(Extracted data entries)

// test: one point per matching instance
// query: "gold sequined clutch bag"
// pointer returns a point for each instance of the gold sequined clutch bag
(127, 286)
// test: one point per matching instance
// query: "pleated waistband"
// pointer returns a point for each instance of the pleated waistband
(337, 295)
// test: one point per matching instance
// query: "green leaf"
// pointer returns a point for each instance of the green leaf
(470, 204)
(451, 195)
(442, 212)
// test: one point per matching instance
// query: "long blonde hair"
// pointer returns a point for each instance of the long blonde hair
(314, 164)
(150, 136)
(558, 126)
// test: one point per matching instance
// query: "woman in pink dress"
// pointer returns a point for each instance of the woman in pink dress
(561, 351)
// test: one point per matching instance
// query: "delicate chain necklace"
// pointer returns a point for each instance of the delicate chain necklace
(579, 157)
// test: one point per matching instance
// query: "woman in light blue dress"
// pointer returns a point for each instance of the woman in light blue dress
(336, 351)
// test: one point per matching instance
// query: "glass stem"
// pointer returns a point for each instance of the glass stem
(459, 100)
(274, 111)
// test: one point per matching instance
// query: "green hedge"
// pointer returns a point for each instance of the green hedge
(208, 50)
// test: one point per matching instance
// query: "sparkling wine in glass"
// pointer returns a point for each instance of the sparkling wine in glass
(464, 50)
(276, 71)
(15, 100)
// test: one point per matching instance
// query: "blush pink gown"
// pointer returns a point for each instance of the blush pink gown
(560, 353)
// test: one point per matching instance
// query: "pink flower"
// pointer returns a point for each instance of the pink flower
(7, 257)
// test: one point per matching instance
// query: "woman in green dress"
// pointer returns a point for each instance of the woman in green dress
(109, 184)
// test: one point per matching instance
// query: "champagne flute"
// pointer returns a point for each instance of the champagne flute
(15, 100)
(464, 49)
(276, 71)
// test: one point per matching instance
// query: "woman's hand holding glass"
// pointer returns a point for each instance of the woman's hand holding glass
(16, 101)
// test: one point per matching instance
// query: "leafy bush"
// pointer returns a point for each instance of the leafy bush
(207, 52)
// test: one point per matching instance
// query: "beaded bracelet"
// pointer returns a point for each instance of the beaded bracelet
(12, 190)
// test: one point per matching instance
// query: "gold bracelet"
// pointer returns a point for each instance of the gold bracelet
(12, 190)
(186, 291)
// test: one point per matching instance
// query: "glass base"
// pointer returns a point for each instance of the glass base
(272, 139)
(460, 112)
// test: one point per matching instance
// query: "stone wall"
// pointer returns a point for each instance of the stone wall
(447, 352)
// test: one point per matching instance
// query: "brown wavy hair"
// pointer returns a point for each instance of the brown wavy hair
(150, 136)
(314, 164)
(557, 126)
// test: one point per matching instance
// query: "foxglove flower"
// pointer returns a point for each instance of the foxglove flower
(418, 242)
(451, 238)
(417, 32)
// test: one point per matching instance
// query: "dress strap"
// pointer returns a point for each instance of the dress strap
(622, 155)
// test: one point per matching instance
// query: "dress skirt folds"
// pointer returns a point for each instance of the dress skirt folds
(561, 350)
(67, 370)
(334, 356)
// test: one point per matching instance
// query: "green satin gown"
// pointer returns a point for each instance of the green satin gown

> **WRITTEN PROBLEM**
Give all of the entries again, word for word.

> **RESULT OF THE EXERCISE**
// test: one point per matching instance
// query: "gold sequined clutch bag"
// pointer returns a point for each instance of the gold sequined clutch bag
(127, 286)
// test: one point per matching instance
// query: "pleated waistband"
// pointer returns a point for each instance of the pleated waistband
(337, 295)
// test: one point per matching instance
// query: "green leaf"
// pointer returns a point for each instance of the green leaf
(470, 204)
(451, 195)
(442, 212)
// test: one point per matching instance
// query: "long blonde hair"
// pointer returns a point for each instance of the long blonde hair
(314, 164)
(150, 136)
(558, 126)
// test: one point per matching instance
// query: "woman in pink dress"
// pointer returns a point for each instance of the woman in pink dress
(561, 351)
// test: one point per matching instance
// query: "delicate chain necklace"
// pointer returns a point for each instance of the delicate chain necklace
(579, 157)
// test: one point per matching instance
// query: "woman in light blue dress"
// pointer returns a point for each instance of the woman in light blue dress
(336, 351)
// test: one point per matching instance
// query: "glass stem"
// pointer returns a point for each instance of the glass stem
(459, 100)
(274, 111)
// test: one point per matching instance
// query: "green hedge"
// pointer returns a point for each instance of the green hedge
(208, 50)
// test: one point per matching instance
// query: "sparkling wine in glass"
// pointer returns a point for each instance of the sparkling wine in glass
(464, 50)
(276, 71)
(15, 100)
// test: one point per matching instance
// query: "blush pink gown"
// pointer returns a point for each instance of the blush pink gown
(560, 353)
// test: one point per matching instance
// query: "pink flower"
// pointer returns a point for each instance of the pink flower
(7, 257)
// test: one point per matching instance
// query: "woman in green dress"
// pointer returns a point for each instance of the woman in green dress
(109, 184)
// test: one point per matching instance
// query: "champagne flute"
// pointer returns a point for each instance of the champagne flute
(15, 100)
(464, 49)
(276, 71)
// test: one point per matching instance
// query: "woman's hand holding glass"
// pointer returns a point for each instance of the woman's hand holding glass
(16, 101)
// test: one point per matching instance
// query: "leafy bush"
// pointer returns a point for each instance of the leafy bush
(207, 52)
// test: one point per matching instance
// query: "beaded bracelet"
// pointer returns a point for each instance of the beaded bracelet
(12, 190)
// test: one point per matching instance
// query: "gold bracelet"
// pointer returns a point for each instance of the gold bracelet
(12, 190)
(186, 291)
// test: one point per matching instance
// query: "glass base"
// pointer returns a point for each instance of the glass base
(272, 139)
(460, 112)
// test: one point per matching instance
// query: "stone wall"
// pointer returns a point for each instance of the stone wall
(447, 352)
// test: one point per matching instance
// query: "brown wavy hair"
// pointer returns a point for each instance of the brown wavy hair
(150, 136)
(314, 164)
(557, 126)
// test: one point per matching instance
// query: "foxglove flower"
// pointer returns a point for each instance of the foxglove flower
(418, 242)
(451, 238)
(417, 32)
// test: one point per matching instance
// query: "dress strap"
// pointer returns a point for each instance of the dress strap
(622, 155)
// test: one point per matching instance
// query: "dress skirt folds"
// pointer returns a point for each instance of the dress skirt folds
(561, 350)
(67, 370)
(334, 356)
// test: one point per matching instance
// query: "green satin gown"
// pointer returns a point for each instance of the green satin gown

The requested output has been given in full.